• _Work instructions_
Report each line in the rows below that contains the string "brushwood", copying every such line in full.

►

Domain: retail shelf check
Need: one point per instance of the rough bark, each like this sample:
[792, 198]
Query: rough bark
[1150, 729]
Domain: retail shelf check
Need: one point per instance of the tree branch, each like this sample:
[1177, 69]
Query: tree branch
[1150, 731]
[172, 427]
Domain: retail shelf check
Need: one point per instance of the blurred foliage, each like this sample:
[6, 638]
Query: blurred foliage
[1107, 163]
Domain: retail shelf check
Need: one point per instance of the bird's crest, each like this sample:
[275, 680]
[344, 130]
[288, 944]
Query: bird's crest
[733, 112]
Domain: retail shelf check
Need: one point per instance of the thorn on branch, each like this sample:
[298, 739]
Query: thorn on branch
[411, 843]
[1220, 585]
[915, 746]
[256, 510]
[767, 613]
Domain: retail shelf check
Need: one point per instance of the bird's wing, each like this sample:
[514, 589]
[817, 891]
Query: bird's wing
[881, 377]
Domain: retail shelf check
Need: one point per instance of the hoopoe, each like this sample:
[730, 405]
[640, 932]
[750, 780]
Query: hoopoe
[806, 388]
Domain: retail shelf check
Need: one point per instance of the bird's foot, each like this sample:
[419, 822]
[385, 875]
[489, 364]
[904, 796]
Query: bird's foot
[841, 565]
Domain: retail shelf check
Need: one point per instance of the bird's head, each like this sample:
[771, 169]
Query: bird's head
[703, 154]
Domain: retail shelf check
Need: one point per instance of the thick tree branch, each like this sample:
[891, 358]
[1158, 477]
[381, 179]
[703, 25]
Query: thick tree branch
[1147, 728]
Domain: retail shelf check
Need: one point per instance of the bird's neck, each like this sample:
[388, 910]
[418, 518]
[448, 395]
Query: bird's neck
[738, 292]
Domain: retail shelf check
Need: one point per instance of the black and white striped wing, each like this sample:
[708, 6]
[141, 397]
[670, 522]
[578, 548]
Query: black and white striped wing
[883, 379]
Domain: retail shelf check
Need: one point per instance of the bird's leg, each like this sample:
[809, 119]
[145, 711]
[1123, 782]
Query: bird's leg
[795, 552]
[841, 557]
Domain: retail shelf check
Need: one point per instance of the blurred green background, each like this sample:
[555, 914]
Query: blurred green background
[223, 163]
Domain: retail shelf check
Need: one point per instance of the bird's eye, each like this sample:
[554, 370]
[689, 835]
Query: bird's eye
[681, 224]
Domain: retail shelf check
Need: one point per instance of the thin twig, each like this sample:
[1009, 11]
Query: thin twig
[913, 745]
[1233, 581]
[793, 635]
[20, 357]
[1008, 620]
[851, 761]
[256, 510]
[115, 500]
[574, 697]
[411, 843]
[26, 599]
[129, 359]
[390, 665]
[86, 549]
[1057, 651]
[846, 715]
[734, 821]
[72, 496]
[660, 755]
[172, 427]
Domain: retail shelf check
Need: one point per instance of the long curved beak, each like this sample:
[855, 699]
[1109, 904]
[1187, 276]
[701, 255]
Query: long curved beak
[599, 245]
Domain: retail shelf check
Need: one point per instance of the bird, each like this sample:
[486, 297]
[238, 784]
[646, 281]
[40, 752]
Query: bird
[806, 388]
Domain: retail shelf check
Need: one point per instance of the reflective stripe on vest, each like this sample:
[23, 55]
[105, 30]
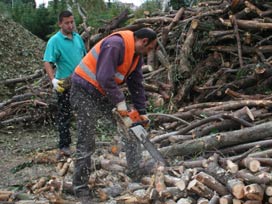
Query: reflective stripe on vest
[92, 75]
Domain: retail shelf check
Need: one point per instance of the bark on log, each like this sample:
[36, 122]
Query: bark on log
[218, 141]
[254, 192]
[236, 187]
[200, 189]
[212, 183]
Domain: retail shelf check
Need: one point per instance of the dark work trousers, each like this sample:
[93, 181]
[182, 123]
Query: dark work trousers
[64, 118]
[90, 106]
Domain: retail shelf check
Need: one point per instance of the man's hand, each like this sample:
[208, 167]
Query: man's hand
[122, 108]
[145, 120]
[57, 85]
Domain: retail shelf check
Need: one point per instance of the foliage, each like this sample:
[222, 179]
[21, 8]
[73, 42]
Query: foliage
[148, 6]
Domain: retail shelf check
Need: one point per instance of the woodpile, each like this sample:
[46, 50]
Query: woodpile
[212, 71]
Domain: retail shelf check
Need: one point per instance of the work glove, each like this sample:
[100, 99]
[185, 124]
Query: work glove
[146, 120]
[57, 85]
[122, 108]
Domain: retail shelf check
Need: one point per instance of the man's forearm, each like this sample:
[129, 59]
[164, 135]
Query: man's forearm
[49, 70]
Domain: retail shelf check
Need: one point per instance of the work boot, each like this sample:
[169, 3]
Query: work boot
[63, 152]
[85, 200]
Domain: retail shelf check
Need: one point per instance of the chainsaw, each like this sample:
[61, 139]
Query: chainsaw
[132, 124]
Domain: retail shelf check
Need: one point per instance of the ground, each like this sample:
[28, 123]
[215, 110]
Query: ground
[17, 150]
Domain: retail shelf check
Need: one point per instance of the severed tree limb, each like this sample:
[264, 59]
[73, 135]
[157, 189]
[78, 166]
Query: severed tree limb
[37, 74]
[236, 31]
[219, 140]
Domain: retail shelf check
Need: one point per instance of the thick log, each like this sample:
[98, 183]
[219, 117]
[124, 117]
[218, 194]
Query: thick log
[249, 24]
[215, 199]
[202, 201]
[236, 187]
[168, 28]
[268, 190]
[212, 183]
[159, 179]
[231, 166]
[200, 189]
[153, 20]
[226, 199]
[219, 140]
[173, 192]
[25, 79]
[248, 177]
[251, 163]
[253, 202]
[254, 192]
[243, 147]
[212, 167]
[188, 200]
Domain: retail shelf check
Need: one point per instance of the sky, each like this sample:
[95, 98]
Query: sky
[135, 2]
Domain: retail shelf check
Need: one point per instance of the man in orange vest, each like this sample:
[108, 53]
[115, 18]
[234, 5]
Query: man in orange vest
[114, 60]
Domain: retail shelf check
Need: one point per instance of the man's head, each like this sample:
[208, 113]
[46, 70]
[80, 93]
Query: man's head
[66, 22]
[145, 40]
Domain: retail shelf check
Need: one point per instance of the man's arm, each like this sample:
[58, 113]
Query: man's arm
[136, 88]
[49, 70]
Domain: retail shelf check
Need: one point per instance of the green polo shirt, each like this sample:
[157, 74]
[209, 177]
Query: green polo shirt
[65, 53]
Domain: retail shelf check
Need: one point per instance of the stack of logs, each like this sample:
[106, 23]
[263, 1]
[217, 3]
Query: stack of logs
[212, 71]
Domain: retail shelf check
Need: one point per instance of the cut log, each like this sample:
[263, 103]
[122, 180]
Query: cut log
[220, 140]
[200, 189]
[236, 187]
[252, 164]
[159, 179]
[248, 177]
[212, 183]
[232, 167]
[268, 190]
[254, 192]
[226, 199]
[202, 201]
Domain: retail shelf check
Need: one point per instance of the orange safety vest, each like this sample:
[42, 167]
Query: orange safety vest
[87, 67]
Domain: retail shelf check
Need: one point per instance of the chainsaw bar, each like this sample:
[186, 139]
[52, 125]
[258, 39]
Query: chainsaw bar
[141, 135]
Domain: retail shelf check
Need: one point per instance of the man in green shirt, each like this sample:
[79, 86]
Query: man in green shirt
[63, 53]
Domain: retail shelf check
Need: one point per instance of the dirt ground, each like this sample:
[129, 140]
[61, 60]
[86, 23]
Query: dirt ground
[18, 148]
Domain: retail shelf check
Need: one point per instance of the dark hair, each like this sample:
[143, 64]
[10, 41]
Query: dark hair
[146, 33]
[64, 14]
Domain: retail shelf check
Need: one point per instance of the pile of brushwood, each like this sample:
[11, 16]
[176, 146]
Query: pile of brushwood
[212, 76]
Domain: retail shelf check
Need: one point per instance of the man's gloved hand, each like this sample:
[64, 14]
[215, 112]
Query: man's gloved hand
[57, 85]
[122, 108]
[146, 120]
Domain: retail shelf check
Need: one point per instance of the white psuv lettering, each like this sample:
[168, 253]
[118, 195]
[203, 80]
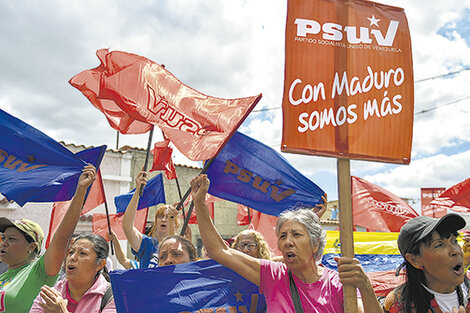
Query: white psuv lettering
[333, 31]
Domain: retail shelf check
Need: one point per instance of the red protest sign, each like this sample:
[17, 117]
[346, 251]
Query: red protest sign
[348, 89]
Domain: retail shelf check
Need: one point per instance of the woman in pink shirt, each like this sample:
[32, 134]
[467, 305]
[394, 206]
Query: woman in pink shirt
[83, 288]
[301, 241]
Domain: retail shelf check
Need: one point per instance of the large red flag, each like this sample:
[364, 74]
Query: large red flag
[100, 223]
[456, 198]
[88, 82]
[197, 124]
[429, 209]
[379, 209]
[95, 198]
[162, 159]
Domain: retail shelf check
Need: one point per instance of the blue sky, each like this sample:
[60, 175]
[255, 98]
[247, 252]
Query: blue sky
[229, 49]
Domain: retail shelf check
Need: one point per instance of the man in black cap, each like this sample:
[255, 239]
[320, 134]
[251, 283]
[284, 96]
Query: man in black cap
[436, 280]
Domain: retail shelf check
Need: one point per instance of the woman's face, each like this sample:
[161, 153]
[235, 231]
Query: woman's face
[443, 263]
[248, 245]
[80, 263]
[295, 246]
[14, 248]
[172, 252]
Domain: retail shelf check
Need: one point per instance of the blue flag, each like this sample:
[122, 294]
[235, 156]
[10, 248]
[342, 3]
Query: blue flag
[251, 173]
[36, 168]
[186, 287]
[154, 193]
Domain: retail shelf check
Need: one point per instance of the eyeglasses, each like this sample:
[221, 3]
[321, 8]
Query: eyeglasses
[249, 245]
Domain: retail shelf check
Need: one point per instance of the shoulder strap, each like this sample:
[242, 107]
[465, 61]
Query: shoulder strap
[108, 295]
[295, 295]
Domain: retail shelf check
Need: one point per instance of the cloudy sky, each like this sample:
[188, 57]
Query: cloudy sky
[230, 49]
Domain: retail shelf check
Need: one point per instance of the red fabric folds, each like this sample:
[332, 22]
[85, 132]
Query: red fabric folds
[162, 159]
[100, 224]
[197, 124]
[88, 82]
[456, 198]
[376, 208]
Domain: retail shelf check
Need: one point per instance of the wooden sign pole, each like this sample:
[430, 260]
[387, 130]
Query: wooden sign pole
[346, 227]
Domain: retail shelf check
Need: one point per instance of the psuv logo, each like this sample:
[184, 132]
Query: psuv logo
[257, 182]
[353, 34]
[12, 162]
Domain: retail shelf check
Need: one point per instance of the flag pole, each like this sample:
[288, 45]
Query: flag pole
[177, 181]
[147, 156]
[186, 195]
[346, 226]
[181, 197]
[106, 209]
[117, 139]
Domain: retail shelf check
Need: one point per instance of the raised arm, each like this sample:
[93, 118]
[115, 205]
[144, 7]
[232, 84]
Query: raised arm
[120, 255]
[54, 256]
[216, 248]
[133, 234]
[351, 273]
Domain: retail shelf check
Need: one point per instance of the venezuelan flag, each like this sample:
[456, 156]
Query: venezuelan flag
[378, 254]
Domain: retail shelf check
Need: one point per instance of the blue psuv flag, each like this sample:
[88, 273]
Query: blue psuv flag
[251, 173]
[154, 193]
[35, 167]
[186, 287]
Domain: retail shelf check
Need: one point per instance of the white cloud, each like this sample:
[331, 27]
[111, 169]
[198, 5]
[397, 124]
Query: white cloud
[226, 49]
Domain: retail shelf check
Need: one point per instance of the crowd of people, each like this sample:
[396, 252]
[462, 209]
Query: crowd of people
[434, 261]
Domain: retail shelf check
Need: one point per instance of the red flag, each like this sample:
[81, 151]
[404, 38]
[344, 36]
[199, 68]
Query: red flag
[456, 198]
[193, 218]
[88, 82]
[95, 198]
[162, 159]
[197, 124]
[428, 209]
[100, 223]
[210, 199]
[379, 209]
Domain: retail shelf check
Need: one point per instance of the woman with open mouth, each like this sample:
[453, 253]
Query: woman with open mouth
[435, 275]
[21, 246]
[165, 224]
[84, 287]
[301, 240]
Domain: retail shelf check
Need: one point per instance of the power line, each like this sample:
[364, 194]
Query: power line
[416, 81]
[440, 106]
[443, 75]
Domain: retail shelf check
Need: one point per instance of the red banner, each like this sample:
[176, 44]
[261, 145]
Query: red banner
[428, 209]
[378, 209]
[95, 198]
[456, 198]
[197, 124]
[162, 160]
[348, 88]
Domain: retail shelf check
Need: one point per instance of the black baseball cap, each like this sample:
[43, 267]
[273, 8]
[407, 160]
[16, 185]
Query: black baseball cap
[419, 227]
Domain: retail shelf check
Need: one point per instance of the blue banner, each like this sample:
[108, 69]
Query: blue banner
[154, 193]
[251, 173]
[34, 167]
[187, 287]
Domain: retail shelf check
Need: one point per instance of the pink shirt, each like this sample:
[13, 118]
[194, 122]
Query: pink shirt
[90, 302]
[325, 295]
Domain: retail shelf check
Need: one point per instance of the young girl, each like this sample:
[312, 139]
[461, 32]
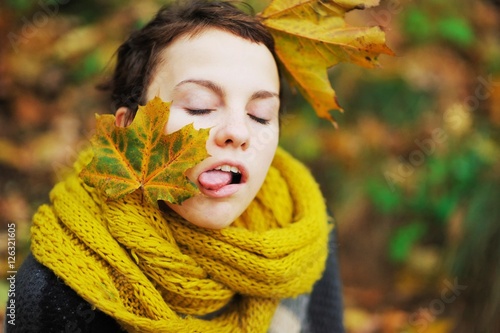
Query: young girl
[253, 252]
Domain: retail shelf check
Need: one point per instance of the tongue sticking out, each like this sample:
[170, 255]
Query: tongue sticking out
[214, 179]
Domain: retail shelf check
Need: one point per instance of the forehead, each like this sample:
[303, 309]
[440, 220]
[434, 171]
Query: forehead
[219, 56]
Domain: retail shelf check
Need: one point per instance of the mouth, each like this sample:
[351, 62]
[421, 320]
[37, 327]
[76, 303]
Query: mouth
[221, 180]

◄

• _Completed task_
Need: one point per instance of the pile of brushwood, each like this sample:
Query: pile of brushwood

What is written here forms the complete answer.